Task description: How many lines in the rows below contain the word "hillside"? Reply with the number only.
====== Exercise inputs ======
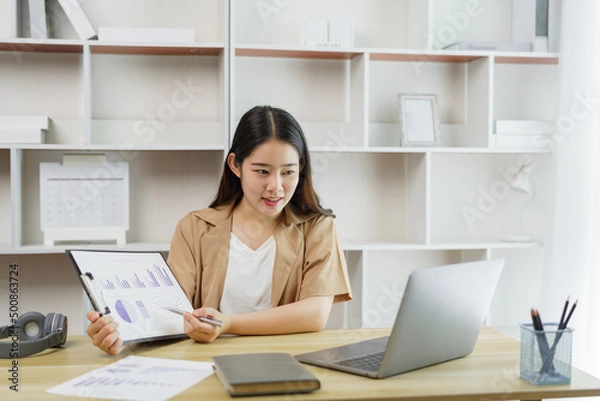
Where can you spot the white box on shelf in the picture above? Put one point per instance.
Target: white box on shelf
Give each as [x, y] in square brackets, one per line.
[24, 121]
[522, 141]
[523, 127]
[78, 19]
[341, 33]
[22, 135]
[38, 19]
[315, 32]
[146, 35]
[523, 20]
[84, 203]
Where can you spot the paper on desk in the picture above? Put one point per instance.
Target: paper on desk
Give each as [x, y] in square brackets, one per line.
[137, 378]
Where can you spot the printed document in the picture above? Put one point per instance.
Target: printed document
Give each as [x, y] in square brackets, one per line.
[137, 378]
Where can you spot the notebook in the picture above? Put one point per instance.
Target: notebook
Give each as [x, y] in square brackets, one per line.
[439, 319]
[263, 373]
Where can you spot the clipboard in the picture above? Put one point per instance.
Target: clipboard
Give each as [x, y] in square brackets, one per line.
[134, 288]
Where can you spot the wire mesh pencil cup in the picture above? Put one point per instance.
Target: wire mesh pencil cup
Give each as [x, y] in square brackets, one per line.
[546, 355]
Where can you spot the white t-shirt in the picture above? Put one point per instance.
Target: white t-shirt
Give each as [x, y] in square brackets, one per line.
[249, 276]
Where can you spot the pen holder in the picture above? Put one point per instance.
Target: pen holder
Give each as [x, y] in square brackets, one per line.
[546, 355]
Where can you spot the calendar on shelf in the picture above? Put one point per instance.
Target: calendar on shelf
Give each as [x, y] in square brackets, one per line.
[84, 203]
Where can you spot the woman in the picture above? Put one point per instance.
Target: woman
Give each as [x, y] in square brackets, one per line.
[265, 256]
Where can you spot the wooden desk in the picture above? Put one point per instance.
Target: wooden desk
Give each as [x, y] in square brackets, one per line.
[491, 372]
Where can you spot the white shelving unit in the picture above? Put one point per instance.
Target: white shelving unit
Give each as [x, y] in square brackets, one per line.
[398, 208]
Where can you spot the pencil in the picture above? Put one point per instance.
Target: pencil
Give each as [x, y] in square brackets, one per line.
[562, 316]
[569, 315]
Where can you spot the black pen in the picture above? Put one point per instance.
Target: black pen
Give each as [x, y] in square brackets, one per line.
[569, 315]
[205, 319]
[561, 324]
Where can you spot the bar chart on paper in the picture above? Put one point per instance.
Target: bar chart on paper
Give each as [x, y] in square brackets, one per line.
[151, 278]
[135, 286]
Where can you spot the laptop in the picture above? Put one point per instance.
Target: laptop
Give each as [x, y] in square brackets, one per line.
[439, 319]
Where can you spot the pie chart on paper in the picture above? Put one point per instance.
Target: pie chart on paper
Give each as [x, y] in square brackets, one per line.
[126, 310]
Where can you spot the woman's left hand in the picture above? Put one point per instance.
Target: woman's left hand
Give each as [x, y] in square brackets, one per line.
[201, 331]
======
====== Exercise inputs ======
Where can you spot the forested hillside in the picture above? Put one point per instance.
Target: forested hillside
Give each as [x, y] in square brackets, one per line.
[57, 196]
======
Written solution: 2